(Rows from a pointing dataset)
-=-=-=-=-
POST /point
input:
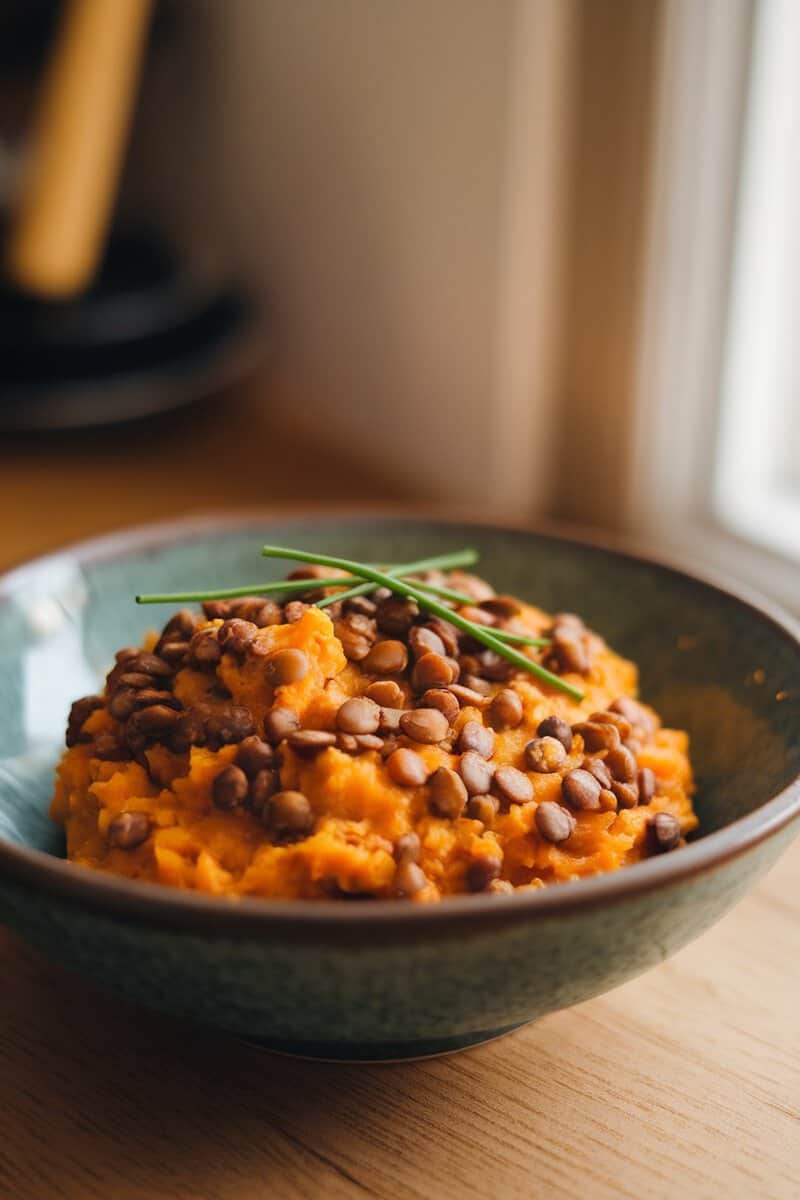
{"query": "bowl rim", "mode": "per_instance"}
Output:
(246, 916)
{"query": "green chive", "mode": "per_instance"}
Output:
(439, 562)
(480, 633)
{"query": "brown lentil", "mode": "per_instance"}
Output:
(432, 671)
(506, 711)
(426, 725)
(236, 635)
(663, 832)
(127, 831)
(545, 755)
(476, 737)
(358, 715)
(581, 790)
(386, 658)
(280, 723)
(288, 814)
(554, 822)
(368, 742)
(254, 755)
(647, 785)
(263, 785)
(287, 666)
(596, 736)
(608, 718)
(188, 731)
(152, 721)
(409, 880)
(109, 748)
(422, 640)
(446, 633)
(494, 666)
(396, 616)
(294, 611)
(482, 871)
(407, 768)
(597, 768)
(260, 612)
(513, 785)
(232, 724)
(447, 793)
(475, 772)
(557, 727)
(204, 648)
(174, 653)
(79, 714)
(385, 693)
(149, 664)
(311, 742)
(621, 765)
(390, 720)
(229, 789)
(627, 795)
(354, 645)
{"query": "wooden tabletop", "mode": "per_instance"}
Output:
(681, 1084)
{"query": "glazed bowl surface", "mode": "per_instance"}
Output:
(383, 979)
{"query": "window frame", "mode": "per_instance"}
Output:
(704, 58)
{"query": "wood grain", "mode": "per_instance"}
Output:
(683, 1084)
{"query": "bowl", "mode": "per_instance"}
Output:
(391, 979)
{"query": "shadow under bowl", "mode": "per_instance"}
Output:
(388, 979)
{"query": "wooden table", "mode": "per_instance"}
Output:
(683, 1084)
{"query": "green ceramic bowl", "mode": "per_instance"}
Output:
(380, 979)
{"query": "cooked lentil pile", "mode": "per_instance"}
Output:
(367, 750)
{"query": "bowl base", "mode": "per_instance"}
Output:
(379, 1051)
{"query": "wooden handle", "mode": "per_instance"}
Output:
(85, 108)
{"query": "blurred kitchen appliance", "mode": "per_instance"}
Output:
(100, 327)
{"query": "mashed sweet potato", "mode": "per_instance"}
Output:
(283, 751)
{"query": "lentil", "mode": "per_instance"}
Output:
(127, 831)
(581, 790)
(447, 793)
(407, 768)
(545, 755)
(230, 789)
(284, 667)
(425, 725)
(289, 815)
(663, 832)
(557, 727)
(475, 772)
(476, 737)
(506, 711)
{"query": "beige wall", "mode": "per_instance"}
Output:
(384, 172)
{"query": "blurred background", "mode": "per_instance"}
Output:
-=-=-=-=-
## [What is asked]
Collect every line in the material above that contains the word "wooden", treating uppercase and lowercase letters as different.

## [Reply to the task]
{"query": "wooden tabletop", "mode": "per_instance"}
{"query": "wooden table", "mode": "per_instance"}
{"query": "wooden handle", "mode": "per_instance"}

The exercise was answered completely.